## Short task A
Reproduce the stretch of the fisheries discussion from "Perhaps a global" through "buying came from." verbatim.

## Source document
----
This really doesn't seem to be true. In particular, things are much worse for most fisheries over the last 25 years.


Perhaps a global or regional coalition of commercial fishing associations interested in protecting their market. Speaking for myself, I can confirm that I've reduced my intake of ocean-sourced seafood over the last decade precisely because of the increasing prevalence of micro-plastics in the food chain (which seems to be a far greater problem for ocean-sourced food than land-sourced food).

"If fishing was done on land and not miles off sea and underwater where the public can't see what's going on - I'm sure there would be much more care about how we fished and it wouldn't take a massive collapse in fish populations before something was done about it."

I think that's a but wishful. Just look at stuff like CAFOs. The majority of consumers don't give a damn as long as the price in the store is cheap enough. They're not thinking of where the stuff they're buying came from.


> It’s estimated that fish caught specifically for bait in Atlantic Canada and New England in the United States amounts to hundreds of millions of kilograms, but the catch is poorly tracked.

hundreds of millions of kilograms. mind boggling. What a waste of life and food.


See my comment above. Marine wildlife sanctuaries are very effective at replenishing stock.

Also, it’s not always realistic to farm fish. It’s not always possible. And the quality is often much worse given farming practices.
----
## Short task B
Return every line of the rows that contains the string "target".
----
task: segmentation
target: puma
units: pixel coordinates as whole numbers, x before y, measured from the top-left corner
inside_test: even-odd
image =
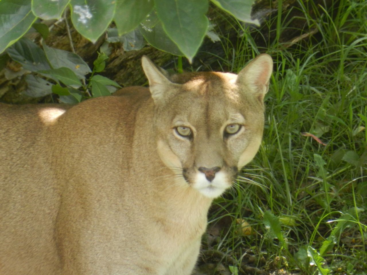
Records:
[[[260,145],[272,62],[73,106],[0,104],[0,274],[188,275],[213,198]]]

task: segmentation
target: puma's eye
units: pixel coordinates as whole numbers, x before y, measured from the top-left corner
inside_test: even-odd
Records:
[[[227,135],[233,135],[240,131],[241,125],[239,124],[229,124],[226,127],[226,131],[225,134]]]
[[[178,126],[176,127],[176,131],[179,135],[185,138],[191,136],[191,129],[186,126]]]

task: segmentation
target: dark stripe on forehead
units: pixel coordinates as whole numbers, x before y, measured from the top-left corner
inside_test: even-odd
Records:
[[[206,129],[207,138],[208,140],[210,137],[210,124],[209,122],[210,110],[209,106],[210,102],[209,100],[207,100],[206,103],[206,106],[205,106],[205,121],[206,122],[206,123],[205,123],[205,127]]]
----
## Expected answer A
Perhaps a global or regional coalition of commercial fishing associations interested in protecting their market. Speaking for myself, I can confirm that I've reduced my intake of ocean-sourced seafood over the last decade precisely because of the increasing prevalence of micro-plastics in the food chain (which seems to be a far greater problem for ocean-sourced food than land-sourced food).

"If fishing was done on land and not miles off sea and underwater where the public can't see what's going on - I'm sure there would be much more care about how we fished and it wouldn't take a massive collapse in fish populations before something was done about it."

I think that's a but wishful. Just look at stuff like CAFOs. The majority of consumers don't give a damn as long as the price in the store is cheap enough. They're not thinking of where the stuff they're buying came from.

## Expected answer B
target: puma
target: puma's eye
target: dark stripe on forehead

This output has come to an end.